Material shown Block Start

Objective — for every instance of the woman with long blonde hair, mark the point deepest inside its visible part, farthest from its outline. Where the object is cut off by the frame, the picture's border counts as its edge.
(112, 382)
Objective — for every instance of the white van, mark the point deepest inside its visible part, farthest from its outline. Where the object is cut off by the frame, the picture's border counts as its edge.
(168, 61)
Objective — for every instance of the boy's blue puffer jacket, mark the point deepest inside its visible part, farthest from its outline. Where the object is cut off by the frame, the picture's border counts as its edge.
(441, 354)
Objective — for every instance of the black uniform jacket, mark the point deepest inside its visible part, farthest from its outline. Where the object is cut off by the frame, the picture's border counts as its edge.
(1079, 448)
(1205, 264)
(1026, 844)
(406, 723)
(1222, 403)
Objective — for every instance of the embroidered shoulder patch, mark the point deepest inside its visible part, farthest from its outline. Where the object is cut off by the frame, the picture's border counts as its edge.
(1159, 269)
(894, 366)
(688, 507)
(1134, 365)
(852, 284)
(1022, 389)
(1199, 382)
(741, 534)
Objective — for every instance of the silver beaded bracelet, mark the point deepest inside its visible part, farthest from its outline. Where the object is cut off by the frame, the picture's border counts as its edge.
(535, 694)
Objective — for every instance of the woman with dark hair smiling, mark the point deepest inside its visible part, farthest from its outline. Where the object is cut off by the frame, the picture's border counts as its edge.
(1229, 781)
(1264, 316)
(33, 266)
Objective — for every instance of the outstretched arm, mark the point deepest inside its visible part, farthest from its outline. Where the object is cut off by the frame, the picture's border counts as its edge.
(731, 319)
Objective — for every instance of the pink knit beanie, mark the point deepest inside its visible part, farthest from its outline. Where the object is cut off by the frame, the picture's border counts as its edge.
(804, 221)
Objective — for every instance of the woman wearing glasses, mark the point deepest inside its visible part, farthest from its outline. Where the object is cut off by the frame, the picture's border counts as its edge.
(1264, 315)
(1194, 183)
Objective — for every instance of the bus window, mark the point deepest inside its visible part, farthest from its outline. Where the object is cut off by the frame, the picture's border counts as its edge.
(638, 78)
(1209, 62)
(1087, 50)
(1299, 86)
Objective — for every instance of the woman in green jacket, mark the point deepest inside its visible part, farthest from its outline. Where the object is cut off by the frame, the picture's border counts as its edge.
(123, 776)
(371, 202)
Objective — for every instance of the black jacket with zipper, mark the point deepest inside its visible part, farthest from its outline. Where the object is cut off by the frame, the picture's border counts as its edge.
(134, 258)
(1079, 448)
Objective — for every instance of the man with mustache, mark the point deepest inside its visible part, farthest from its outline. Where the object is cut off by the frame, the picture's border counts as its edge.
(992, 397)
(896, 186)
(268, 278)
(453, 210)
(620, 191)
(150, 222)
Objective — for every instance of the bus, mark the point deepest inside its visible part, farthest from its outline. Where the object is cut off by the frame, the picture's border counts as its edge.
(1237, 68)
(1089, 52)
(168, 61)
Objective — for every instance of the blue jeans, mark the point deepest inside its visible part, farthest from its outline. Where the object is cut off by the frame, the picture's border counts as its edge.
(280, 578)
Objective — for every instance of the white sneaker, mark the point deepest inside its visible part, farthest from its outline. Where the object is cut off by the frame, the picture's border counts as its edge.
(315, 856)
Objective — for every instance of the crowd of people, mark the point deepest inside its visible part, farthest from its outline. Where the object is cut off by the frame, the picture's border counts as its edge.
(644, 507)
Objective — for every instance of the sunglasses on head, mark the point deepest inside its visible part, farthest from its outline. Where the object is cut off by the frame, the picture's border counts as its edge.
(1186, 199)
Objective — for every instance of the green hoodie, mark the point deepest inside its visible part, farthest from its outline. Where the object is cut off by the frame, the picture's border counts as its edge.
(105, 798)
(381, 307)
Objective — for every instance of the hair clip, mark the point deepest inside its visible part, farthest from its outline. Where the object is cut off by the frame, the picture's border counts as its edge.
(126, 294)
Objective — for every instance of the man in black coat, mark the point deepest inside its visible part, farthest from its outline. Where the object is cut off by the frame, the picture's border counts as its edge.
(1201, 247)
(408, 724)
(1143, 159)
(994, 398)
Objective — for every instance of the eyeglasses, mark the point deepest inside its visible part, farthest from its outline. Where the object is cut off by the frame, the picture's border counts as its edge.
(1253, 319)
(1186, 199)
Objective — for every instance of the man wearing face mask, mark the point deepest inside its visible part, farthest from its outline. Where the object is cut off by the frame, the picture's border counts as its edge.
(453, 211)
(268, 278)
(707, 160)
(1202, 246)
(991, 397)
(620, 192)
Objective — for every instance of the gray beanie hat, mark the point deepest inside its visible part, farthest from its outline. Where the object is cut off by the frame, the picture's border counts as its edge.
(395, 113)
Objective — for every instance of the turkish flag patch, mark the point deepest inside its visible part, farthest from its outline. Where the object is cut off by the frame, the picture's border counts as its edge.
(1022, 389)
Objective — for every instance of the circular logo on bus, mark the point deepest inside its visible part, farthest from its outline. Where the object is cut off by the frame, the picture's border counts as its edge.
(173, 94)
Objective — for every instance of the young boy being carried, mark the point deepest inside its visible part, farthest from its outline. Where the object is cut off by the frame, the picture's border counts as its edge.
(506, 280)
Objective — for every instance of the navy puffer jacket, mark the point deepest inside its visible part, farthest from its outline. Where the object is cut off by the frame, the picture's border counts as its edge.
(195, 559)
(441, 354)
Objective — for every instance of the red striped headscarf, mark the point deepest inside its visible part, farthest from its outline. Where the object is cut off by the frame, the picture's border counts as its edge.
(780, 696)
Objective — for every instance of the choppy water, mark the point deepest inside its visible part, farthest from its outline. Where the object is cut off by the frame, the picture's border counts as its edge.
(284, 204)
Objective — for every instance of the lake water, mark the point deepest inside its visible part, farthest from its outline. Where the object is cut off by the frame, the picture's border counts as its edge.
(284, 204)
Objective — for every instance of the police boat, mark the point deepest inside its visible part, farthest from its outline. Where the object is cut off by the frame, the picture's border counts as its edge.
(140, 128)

Material shown Block End

**Problem to work on**
Each line above is to be reproduced exactly.

**Written solution**
Objective — for every instance of the woman with long blonde hair, mark the point deepest inside its visible part, farthest from its outline. Where the object is cut off by the frame, the picture's border counts as its edge.
(112, 382)
Objective — for every instance of the white van, mark the point deepest inside its visible part, farthest from its outline. Where the object is cut off by the frame, the picture's border counts as its edge.
(168, 61)
Objective — for every instance of the boy's blue puffer jacket, mark the point deepest inside its visible part, farthest from its outline. Where the object is cut off by the frame, the picture's border counts as its edge.
(441, 354)
Objective — for every instance of the black uniform jacket, mark the point deepest inside its visible part, farthest from its outline. Where the object is cut off by the frame, the picture's border counts as its edge.
(1079, 448)
(1205, 264)
(1026, 844)
(406, 723)
(1222, 403)
Objective — for every instance of the embroidered shoulder patch, mark the point deepest inside its visible part, farthest from its outline. Where the object is cut off by the frame, the picture's border counts as its edge.
(1159, 269)
(894, 366)
(688, 507)
(1134, 365)
(852, 284)
(1022, 389)
(1199, 382)
(741, 534)
Objective — for every instance of the silver beaded bracelet, mark the point deepest inside its visible part, farthest from its outline. Where the object is cut off by the frame, the picture's border counts as its edge.
(535, 694)
Objective — for every instance of the woman with dark hair smiling, mark the point deepest inside its visible part, farthest from its outline. Where the object is cut off by the frame, the picture's border counts as its edge.
(1229, 781)
(1264, 316)
(33, 266)
Objective — for every instance of the outstretched arm, mark the point deepest inside its visible part, farthest from its outline. Where the object is cut off by the frame, the picture's border counts as its edge.
(731, 319)
Objective — for every instance of the pink knit beanie, mark the point deepest inside its visible part, farthest from its outline. Where the object is cut off by the frame, the picture's border counts as its edge.
(804, 221)
Objective — for every instance of the woman wearing glasses, mark the point deepest inside its visible part, farthest from its outline. Where the object is cut off by the frame, the picture's border counts as its edge.
(1264, 315)
(1194, 183)
Objective — for every instance of the bus window, mark the point deepest inside its visible part, farthest from its outline. Where the object is cut off by the frame, the picture's border counts as its edge.
(638, 78)
(1209, 62)
(1087, 50)
(1299, 86)
Objective — for every instance of the woman in green jacket, mark the point deepest inside its visible part, farthest from its outline. Where the object is cut off by the frame, the picture's border counts as its edge.
(123, 776)
(371, 202)
Objective — for every instance of the black jacket with zipper, mark the point deepest inside its visible part, farthest from its outline. Where the object is cut off by the frame, the picture's border counts as its edge.
(134, 258)
(1079, 448)
Objective — for every instance of the man with mustache, mark the point deepest inside its visible part, farthest from its outline. Where the object is cut off by the frame, the picture's border counts as its edge.
(992, 397)
(896, 186)
(268, 278)
(453, 210)
(620, 191)
(150, 222)
Objective — for every instance of the bus, mark the point deepest inside its visible part, farthest from its outline. Where the object is cut off by the frame, the picture's border counts as its edge.
(1237, 68)
(1089, 52)
(168, 61)
Objective — for every instance of the blue jeans, mark the point deepest inside its visible part, farthest from its outline. Where the object is cut off by the frame, the picture's border counts as its edge.
(280, 578)
Objective — for every instance of the white sneaker, mark the point deepest inside its visible part, farthest from its outline. Where the object is cut off by the frame, the picture's border counts as its edge.
(315, 856)
Objective — for every instance of the crowd of people, mark the point deepest inside its visible part, farthest from its outline. Where the object is cut off by the frame, the picture's border counts as its edge.
(644, 507)
Objective — for every instance of the sunglasses on head, mark the point deepest inside its visible part, farthest from its outline. Where the object is cut off by the frame, the picture's border counts as its edge.
(1186, 199)
Objective — for every instance of the green hoodie, mark the point deepest inside its visible part, farthest from its outline. Where the object is cut off by the frame, the picture's border counts as its edge.
(105, 798)
(381, 307)
Objective — for every instance of the hair clip, mark the point deepest inside its visible part, farthest from its outline. Where the object is cut off by the frame, the picture's border counts as its edge.
(126, 294)
Objective — for every instance of the man in black coat, mark the point deepest inside its visible part, farthest from its outline. Where the object is cut off by the frame, the picture's border counts as its edge.
(1201, 247)
(408, 724)
(1143, 159)
(994, 398)
Objective — for every instance of the eyeglasses, mark the point deepest inside its visible part, farthest from its outline. Where the object is cut off by the frame, the picture's border counts as its edge.
(1253, 319)
(1186, 199)
Objective — for every instance of the man wearing face mask, mark the point deepest inside its visible part, farthest from its outline. Where the object is cut off by the frame, the picture's border counts as its edge.
(453, 211)
(268, 278)
(707, 160)
(1202, 246)
(991, 397)
(620, 192)
Objective — for every instance of the gray beanie hat, mark the point deepest inside its visible part, farthest from its outline. Where the object is cut off by the frame, the picture's border counts as its edge.
(395, 113)
Objective — for every instance of the turkish flag patch, mark the point deepest inside its visible part, farthest from its outline. Where the object is cut off by the frame, the picture's border counts as its edge.
(1022, 389)
Objective — for every instance of the circular logo on bus, mark the point deepest inside its visible part, farthest from its outline. Where the object is cut off by the frame, the picture's border counts as its edge.
(173, 94)
Objective — for every instance of the young boy being carried, mark the point deepest inside its visible part, farthest from its outline. Where the object is cut off by the frame, the picture's border counts as its edge.
(506, 280)
Objective — for every instance of the navy puffer jacket, mark the point deepest inside its visible part, farthest from its outline. Where the object is cut off by the frame, the picture's border counts as its edge.
(195, 559)
(441, 354)
Objective — for every instance of the red striped headscarf, mark the point deepest inside its visible part, farthest from its outline. Where the object is cut off by the frame, the picture's border counts as its edge.
(780, 696)
Objective — for every instance of the choppy water, mark the point deepest inside its visible part, farthest from its outline. Where the object is cut off by the frame, the picture's border counts as its edge.
(284, 204)
Objective — for every instance of the lake water, mark the point deepest inside its visible part, farthest from its outline. Where the object is cut off by the frame, the picture's border counts as its edge.
(284, 204)
Objective — for every instance of the police boat, mark the point deepest inside its visible part, farthest from its outline. Where the object is cut off by the frame, the picture's border counts as its edge.
(140, 128)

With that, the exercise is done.